### EXERCISE TASK
Could you repeat, word for word, the part of the data below that opens with the line containing "Target: metal pole" and closes with the final line of the data, including both of those lines?

--------------------------------

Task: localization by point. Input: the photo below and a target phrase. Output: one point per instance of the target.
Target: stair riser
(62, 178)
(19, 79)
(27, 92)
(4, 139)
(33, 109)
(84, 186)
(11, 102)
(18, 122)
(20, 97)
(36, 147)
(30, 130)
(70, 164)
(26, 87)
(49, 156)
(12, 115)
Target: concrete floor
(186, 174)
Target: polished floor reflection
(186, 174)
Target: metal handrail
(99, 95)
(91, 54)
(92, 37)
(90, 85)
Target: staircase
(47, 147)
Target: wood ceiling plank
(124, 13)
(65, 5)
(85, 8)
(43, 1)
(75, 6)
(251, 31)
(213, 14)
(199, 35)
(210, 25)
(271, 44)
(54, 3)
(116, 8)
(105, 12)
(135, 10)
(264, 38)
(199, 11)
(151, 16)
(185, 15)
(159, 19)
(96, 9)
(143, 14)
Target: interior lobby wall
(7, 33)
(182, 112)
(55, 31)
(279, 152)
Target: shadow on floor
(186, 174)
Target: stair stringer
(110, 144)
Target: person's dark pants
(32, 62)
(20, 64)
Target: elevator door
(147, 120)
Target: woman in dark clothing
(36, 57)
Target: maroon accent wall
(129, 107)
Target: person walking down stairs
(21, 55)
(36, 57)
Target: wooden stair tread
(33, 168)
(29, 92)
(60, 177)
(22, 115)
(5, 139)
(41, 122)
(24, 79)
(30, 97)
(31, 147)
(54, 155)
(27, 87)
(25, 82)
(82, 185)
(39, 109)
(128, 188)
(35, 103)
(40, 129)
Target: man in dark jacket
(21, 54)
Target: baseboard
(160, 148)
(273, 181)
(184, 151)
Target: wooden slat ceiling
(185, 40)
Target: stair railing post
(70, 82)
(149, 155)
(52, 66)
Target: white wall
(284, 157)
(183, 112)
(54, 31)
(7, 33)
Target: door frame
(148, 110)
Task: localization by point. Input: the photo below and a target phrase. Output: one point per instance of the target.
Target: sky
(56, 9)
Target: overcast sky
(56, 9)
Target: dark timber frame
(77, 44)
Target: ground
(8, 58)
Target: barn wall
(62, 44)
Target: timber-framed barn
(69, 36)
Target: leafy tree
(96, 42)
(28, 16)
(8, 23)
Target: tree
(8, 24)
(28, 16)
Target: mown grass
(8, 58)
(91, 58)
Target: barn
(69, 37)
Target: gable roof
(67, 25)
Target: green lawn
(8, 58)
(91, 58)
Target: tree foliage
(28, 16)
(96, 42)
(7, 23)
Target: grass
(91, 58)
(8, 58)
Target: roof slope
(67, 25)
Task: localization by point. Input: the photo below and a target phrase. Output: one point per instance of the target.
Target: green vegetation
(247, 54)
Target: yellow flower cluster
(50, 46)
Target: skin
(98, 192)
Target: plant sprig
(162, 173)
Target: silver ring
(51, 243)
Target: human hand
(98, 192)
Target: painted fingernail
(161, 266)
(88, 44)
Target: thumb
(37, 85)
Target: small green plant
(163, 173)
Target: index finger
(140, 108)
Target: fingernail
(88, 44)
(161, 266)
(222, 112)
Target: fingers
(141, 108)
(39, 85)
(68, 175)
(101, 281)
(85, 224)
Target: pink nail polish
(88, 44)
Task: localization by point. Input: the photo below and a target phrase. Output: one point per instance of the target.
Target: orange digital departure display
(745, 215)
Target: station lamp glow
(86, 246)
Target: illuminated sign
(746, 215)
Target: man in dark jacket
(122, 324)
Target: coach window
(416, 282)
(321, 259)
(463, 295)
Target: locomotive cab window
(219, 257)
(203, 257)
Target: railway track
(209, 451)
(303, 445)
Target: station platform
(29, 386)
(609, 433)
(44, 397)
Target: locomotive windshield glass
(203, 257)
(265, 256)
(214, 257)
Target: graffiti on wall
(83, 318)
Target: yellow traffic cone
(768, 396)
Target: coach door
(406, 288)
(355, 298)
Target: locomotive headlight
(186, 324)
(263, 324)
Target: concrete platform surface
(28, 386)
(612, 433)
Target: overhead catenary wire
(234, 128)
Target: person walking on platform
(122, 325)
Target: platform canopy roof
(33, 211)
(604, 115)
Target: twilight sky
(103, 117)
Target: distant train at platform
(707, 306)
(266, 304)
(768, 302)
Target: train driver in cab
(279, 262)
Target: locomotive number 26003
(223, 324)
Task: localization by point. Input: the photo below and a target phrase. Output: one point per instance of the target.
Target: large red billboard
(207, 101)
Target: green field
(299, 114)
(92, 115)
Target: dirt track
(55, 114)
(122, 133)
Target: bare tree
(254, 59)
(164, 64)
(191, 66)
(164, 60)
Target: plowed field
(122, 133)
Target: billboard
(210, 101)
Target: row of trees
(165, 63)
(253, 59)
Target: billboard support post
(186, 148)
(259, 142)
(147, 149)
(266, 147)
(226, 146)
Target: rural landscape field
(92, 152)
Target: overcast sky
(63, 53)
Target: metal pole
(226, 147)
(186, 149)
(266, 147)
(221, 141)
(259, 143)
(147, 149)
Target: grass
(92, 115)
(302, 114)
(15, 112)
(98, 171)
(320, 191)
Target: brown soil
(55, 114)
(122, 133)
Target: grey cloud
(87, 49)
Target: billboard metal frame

--------------------------------

### COMPLETED TASK
Target: metal pole
(226, 147)
(186, 149)
(266, 147)
(221, 141)
(259, 143)
(147, 149)
Target: grass
(92, 115)
(302, 114)
(15, 112)
(98, 171)
(320, 191)
Target: brown soil
(55, 114)
(122, 133)
Target: grey cloud
(87, 49)
Target: billboard metal frame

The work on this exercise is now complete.